WHAT YOU NEED TO DO: Reproduce each line of the entries below word for word, leaving out the pictures.

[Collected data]
###
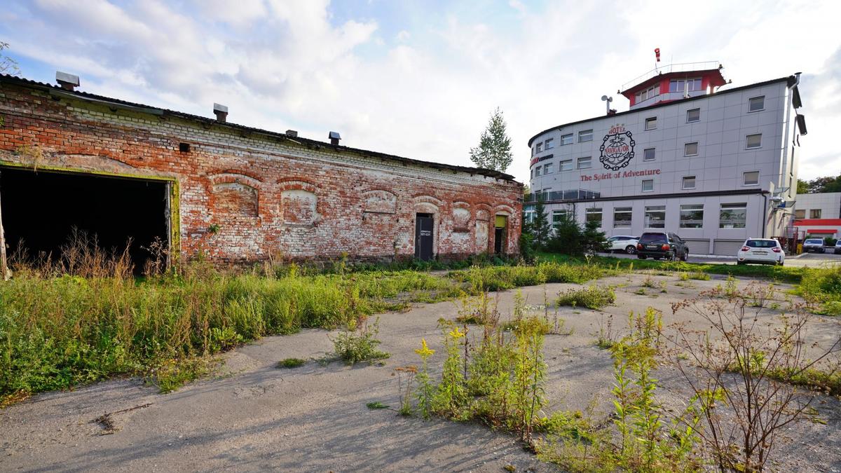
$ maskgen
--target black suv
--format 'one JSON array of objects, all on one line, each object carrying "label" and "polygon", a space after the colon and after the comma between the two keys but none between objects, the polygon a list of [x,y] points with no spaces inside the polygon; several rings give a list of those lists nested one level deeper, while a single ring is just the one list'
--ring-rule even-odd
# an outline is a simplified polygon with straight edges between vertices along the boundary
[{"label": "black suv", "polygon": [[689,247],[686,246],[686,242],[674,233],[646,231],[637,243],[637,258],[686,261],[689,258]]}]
###
TASK RESULT:
$ maskgen
--target black suv
--format 'one JSON array of objects, all on one line, each object carrying "label" and "polygon", a space after the colon and after the comma between the two keys but none between objects, the polygon a list of [x,y] points with no spaces inside the polygon; several rings give a list of those lists nested one level deeper, while a single ring is just the one list'
--ring-rule even-odd
# an outline is a simplified polygon with straight edges between vertices along the boundary
[{"label": "black suv", "polygon": [[689,247],[686,246],[686,242],[674,233],[646,231],[637,243],[637,258],[686,261],[689,258]]}]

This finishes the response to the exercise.